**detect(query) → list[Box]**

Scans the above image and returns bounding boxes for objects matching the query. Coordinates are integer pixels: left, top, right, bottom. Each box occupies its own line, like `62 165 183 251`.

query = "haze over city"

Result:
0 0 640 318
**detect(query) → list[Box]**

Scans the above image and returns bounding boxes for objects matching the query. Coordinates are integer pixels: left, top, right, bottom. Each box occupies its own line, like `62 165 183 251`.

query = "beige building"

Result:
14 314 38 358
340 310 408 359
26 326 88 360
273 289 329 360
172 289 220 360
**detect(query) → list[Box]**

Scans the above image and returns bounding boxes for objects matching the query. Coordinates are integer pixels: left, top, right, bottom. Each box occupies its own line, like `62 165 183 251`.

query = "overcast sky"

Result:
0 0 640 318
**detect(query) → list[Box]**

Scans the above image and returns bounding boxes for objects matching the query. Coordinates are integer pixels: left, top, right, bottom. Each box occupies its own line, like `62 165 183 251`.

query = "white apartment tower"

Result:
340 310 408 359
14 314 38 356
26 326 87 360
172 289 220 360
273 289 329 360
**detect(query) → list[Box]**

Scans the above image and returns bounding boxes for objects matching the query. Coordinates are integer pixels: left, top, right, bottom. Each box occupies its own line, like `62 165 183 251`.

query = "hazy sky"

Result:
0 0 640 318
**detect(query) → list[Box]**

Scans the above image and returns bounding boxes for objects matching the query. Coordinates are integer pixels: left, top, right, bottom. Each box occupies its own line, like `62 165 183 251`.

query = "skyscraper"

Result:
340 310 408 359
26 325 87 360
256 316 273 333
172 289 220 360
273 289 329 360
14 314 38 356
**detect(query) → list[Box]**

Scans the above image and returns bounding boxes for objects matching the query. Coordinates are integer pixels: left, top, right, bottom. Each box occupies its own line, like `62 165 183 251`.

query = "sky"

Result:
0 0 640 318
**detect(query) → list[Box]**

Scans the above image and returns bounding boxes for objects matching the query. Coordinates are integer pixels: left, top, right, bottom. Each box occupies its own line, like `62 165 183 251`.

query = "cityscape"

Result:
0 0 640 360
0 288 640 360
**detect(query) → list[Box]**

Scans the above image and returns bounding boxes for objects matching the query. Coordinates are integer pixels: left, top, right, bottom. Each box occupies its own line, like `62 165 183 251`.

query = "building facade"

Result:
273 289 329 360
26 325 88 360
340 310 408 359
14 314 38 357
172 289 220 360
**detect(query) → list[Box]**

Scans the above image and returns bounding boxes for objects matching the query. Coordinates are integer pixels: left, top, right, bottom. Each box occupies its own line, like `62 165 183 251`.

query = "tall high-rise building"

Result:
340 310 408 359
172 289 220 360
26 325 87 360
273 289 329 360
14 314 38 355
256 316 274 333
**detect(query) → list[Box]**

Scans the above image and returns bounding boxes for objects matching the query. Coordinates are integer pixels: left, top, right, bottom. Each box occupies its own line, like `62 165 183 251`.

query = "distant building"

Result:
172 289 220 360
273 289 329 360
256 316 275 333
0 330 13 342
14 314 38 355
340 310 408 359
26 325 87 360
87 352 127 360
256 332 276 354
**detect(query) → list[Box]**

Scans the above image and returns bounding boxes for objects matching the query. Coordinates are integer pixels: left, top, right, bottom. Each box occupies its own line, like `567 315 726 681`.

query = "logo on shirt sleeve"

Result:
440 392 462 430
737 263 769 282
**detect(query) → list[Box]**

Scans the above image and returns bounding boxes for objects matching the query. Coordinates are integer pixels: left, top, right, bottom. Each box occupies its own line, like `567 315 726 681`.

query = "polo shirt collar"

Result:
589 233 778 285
—————
** What to work on **
Please quote the records above exactly, without skipping a line.

** Output below **
**detect(query) → list[Box]**

Scans the above image and returns bounding boxes for objects matching the query. Coordinates are integer pixels: left, top, right, bottom. Each box occupies its own line, like `62 165 183 251`.

query = "haze over city"

Result:
0 0 640 318
**detect(query) → list[Box]**

Scans the above image and returns bounding boxes for objects matching the query. Coordinates are integer pixels: left, top, right, bottom. Each box occupies its own line, like `62 165 183 251`.

query = "beige building"

Result:
14 314 38 358
340 310 408 359
26 326 88 360
273 289 329 360
172 289 220 360
**detect(query) → list[Box]**

Scans the above image and returns bounding boxes for objects matching the query. Coordinates are integer pixels: left, top, right, bottom. Each box occupies its own line, like `62 165 183 251`.

query = "overcast sky"

Result:
0 0 640 318
**detect(query) → list[Box]**

Scans the above image and returns bounding boxes for objects matching the query. Coordinates are integer pixels: left, top, right, bottom. Each box occupies its own line, like `62 165 183 251`.

query = "white apartment tower"

Result:
340 310 408 359
14 314 38 356
26 326 87 360
172 289 220 360
273 289 329 360
**detect(query) → list[Box]**

Scans the above image and returns bounding boxes for objects matching the query. Coordinates are integer pixels: left, top, right, bottom. Each box occupies its own line, like `62 165 183 251`.

query = "hazy sky"

Result:
0 0 640 318
**detect(query) → list[Box]**

Scans the above image and returns bounding boxes for objects matching the query. Coordinates are integer pixels: left, top, right, bottom. Each box occupies its own line, like `62 165 183 251`.

query = "skyscraper"

Result:
340 310 408 359
26 325 87 360
256 316 273 333
172 289 220 360
273 289 329 360
14 314 38 356
**detect(query) → list[Box]**

Scans the above image and returns bounding boxes for objects matching the query. Coordinates are integer pixels: left, top, right, bottom. Each box occupies its own line, like `62 165 183 251`.

query = "sky"

Result:
0 0 640 318
**detect(query) → list[Box]**

Scans the above image and returns bounding boxes for objects matching the query. Coordinates are integer pixels: left, top, right, bottom. Each box occupies its own line, like `62 165 183 251`.

query = "cityscape"

Result:
0 0 640 360
0 288 640 360
**detect(query) → list[Box]**

Scans the above image and returns bounding boxes for objects matching the query. Coordinates are integer pixels: left, top, right, bottom. Each box occupies its own line, like `62 165 183 251`.

query = "building facade"

Result:
273 289 329 360
26 325 88 360
340 310 408 359
14 314 38 357
172 289 220 360
**detect(query) → list[Box]**

Scans the above image and returns bounding boxes for objects matching the query. Coordinates are integer pixels: left, top, right, bottom. Each box occupies its own line, like `62 165 183 251`.

query = "tall high-rise building"

Result:
340 310 408 359
172 289 220 360
26 325 87 360
273 289 329 360
14 314 38 355
256 316 274 333
**detect(query) → list[Box]**

Scans the above image and returns bounding boxes for objects matching the query. Coordinates are integer pixels: left, top, right, bottom. Each box occupies its own line, like `62 165 183 251`.

query = "distant building"

Result:
172 289 220 360
273 289 329 360
256 316 275 333
0 330 13 342
14 314 38 355
340 310 408 359
26 325 87 360
87 352 127 360
256 332 276 354
**detect(query) → list[Box]**

Scans the above image and returns bounding boxes for objects matching the query. Coordinates are integer pixels: left, top, right, bottom. Each box occupies its own line, like `567 315 726 681`.

query = "logo on shirt sleeve"

Result:
440 392 462 430
737 263 769 282
**detect(query) → list[Box]**

Scans the above image and returns bounding boxes for objects matching the query. Coordinates are integer pixels: left, top, right, bottom. Each box occupies its own line, like `567 315 726 681`.

query = "polo shirt collar"

Result:
589 233 778 285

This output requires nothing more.